Each line below that contains the word "white" must be copied.

::::

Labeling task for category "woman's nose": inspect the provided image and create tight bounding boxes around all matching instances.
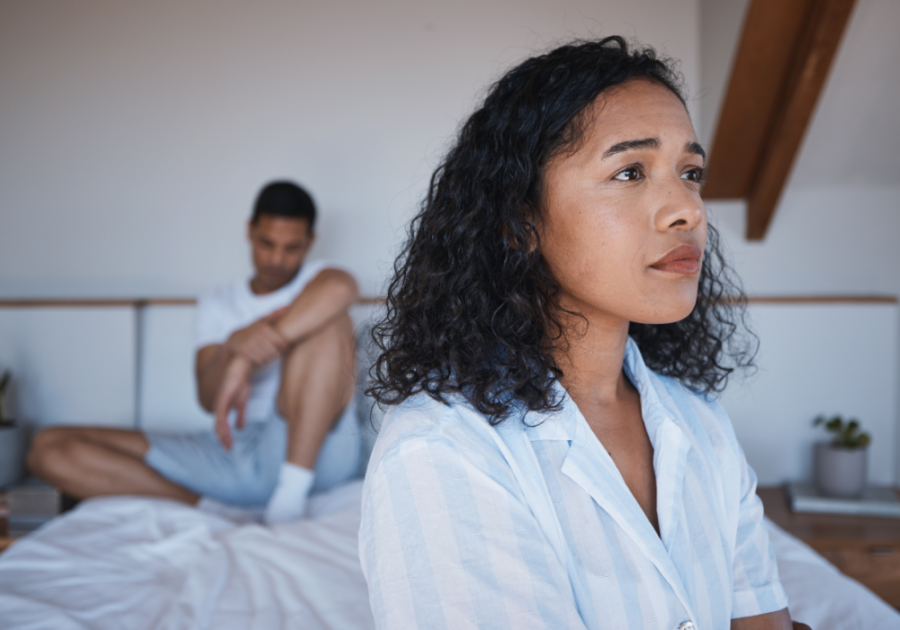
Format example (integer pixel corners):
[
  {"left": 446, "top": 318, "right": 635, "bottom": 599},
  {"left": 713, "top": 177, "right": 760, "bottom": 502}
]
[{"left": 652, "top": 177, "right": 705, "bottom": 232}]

::::

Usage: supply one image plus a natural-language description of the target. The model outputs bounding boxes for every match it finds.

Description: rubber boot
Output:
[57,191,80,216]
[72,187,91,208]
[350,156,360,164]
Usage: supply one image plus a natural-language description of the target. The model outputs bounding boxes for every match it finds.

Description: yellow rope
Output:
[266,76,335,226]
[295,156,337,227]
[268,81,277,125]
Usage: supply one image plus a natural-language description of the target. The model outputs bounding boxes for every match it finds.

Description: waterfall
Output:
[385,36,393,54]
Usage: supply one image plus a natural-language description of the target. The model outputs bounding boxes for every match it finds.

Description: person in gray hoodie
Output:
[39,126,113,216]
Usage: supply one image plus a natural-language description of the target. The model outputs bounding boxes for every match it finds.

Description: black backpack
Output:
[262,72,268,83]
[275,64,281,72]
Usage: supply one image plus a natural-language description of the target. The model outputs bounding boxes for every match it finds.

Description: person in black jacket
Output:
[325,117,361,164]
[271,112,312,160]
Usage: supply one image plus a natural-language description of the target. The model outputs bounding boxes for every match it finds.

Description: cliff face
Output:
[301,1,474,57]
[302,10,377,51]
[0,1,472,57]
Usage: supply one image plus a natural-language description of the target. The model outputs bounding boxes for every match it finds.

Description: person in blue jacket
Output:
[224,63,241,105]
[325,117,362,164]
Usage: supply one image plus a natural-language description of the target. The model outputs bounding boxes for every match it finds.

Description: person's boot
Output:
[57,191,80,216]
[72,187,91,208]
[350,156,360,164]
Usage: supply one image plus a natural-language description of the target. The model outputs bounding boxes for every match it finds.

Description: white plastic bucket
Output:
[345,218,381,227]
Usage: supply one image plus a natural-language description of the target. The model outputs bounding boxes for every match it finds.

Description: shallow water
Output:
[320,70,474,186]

::::

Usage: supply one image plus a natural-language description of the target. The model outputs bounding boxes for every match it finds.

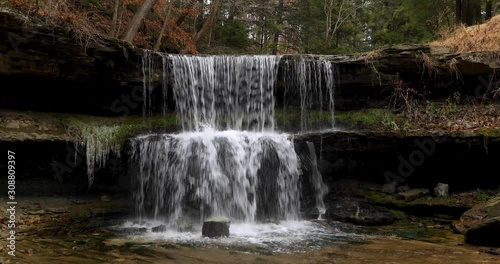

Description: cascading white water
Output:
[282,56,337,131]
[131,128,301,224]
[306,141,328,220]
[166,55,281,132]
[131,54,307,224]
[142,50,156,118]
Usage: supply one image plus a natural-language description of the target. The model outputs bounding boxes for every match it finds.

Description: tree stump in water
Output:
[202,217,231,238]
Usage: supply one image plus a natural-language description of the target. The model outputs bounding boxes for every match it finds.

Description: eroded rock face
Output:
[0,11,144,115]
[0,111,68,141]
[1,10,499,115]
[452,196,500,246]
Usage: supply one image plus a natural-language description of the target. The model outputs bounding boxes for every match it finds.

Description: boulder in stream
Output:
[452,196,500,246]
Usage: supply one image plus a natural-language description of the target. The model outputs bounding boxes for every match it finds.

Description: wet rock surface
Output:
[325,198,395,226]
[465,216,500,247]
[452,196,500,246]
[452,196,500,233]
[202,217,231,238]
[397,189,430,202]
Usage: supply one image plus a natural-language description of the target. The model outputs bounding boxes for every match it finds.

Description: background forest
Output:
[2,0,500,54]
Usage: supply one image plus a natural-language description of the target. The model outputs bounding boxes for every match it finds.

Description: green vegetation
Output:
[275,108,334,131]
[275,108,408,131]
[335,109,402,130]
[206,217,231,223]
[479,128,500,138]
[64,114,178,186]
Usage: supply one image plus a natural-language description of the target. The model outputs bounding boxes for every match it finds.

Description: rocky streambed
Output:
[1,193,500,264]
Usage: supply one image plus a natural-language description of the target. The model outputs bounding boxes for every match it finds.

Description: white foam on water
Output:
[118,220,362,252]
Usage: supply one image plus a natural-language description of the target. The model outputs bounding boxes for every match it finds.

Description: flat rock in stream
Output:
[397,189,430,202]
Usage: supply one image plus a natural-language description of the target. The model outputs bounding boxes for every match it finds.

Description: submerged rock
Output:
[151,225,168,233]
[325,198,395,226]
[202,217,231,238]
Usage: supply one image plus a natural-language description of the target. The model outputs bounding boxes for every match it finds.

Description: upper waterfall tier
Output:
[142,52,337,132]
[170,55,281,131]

::::

PROBLEM SOLUTION:
Description: white plastic bucket
Description: cascading white water
Description: white foam on water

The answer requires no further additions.